[Start THE INPUT]

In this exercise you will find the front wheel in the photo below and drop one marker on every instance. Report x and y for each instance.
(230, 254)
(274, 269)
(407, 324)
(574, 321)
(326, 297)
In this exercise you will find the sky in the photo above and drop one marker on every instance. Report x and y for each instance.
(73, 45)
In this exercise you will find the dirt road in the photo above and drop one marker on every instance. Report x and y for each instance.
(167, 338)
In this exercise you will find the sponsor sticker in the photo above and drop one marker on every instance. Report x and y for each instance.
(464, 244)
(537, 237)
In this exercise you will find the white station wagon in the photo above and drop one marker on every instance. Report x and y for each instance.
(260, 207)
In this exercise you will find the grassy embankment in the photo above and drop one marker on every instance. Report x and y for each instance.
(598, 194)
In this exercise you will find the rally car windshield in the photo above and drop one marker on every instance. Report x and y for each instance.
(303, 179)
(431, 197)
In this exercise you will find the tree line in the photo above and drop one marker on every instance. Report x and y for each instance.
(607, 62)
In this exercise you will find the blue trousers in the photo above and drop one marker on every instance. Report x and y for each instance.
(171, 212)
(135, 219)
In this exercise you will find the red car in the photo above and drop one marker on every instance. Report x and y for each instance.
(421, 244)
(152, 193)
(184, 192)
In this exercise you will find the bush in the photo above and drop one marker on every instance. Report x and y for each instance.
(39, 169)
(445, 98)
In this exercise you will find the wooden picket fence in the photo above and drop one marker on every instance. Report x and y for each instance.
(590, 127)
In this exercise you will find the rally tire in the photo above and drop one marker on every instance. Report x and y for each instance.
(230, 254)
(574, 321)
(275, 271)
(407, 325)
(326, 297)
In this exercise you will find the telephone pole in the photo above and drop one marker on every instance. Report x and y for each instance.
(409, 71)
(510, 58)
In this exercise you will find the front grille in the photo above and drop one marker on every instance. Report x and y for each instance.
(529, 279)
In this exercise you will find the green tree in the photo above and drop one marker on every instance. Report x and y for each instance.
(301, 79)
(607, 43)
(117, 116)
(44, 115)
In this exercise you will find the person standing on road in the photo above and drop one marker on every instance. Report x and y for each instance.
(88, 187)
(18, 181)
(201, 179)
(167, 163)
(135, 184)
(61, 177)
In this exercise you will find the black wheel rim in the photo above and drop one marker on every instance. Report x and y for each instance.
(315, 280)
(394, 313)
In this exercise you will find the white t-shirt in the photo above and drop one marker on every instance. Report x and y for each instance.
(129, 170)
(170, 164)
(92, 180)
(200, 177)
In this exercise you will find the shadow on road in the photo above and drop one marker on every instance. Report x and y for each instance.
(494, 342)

[End THE INPUT]

# [TASK DIRECTIONS]
Rewrite all the records above, changing "drop one marker" to "place a single point" wherever it appears and leaving everything else unchanged.

# [OUTPUT OF THE EXERCISE]
In this exercise you will find the front wheel in the photo below and place a single point on every instance. Report x and y for each instance.
(230, 254)
(274, 269)
(407, 324)
(574, 321)
(326, 297)
In this exercise you will find the sky in the photo above and place a single point on every instance. Report x and y for each instance.
(73, 45)
In this exercise you will find the dirt road in the photo above and place a single point on every instance. Report x and y for each instance.
(167, 338)
In this exercise you will find the sponsor sticker in the photo above and place a single point on every instance. Report x and y for each instance.
(464, 244)
(537, 237)
In this exercise you will find the white station wagon in the photo above and place a single point on every instance. Report x and y for each instance.
(260, 207)
In this exercise you will find the grassy embankment in the photo above and place a single point on every instance. Report x and y for each instance.
(598, 194)
In this exercise you will find the rally car windshield in the photo above and place a single point on every instance. Report x and y for each instance.
(303, 179)
(431, 197)
In this exercise you will find the tree line in the photo above and place a single point on every instance. Report x and y for each instance.
(607, 62)
In this exercise you will find the blue trousers in the photo above and place a single point on every instance. Report x and y for each instance.
(171, 212)
(135, 219)
In this exercise you will find the red car in the photo above and place a single point on every instance. Report x and y for each instance.
(421, 244)
(152, 193)
(184, 192)
In this exercise you will find the bush in the photo above and place a single point on every instance. Report x and y for each instance.
(39, 169)
(445, 98)
In this exercise you will find the wooden picket fence in the photo above and place a single point on every instance. Report x and y for each instance.
(590, 127)
In this exercise you will find the rally tire in the photo above and place a single point on every instance. Report x and y for each instance.
(230, 254)
(574, 321)
(275, 271)
(407, 325)
(326, 297)
In this exercise you will find the telephone pole in the photo above and place a single point on every instance. Report x and y for each instance.
(409, 71)
(510, 58)
In this exercise you will find the front grille in the photo above and place a single point on every instance. Report x and y for each instance.
(529, 279)
In this exercise you will find the green tree in the photo above and place a single point on every instance. Report x and y for each instance.
(301, 79)
(607, 43)
(117, 116)
(44, 115)
In this exercise you will find the person standing on road in the photo above and place a single point on every instance. Report x and y for each instance.
(88, 187)
(18, 181)
(201, 179)
(167, 163)
(135, 184)
(61, 177)
In this exercise you will find the black wheel rim in the photo above and place a single point on every instance. Report x and y for each instance.
(315, 280)
(394, 313)
In this exercise you will find the white t-shirt in the photo above and place a single point on every instance. Report x and y for each instance.
(129, 170)
(170, 164)
(92, 180)
(200, 177)
In this exercise you will find the shadow on road in the photo above and place a single point on every instance. Report x and y for each instance.
(494, 342)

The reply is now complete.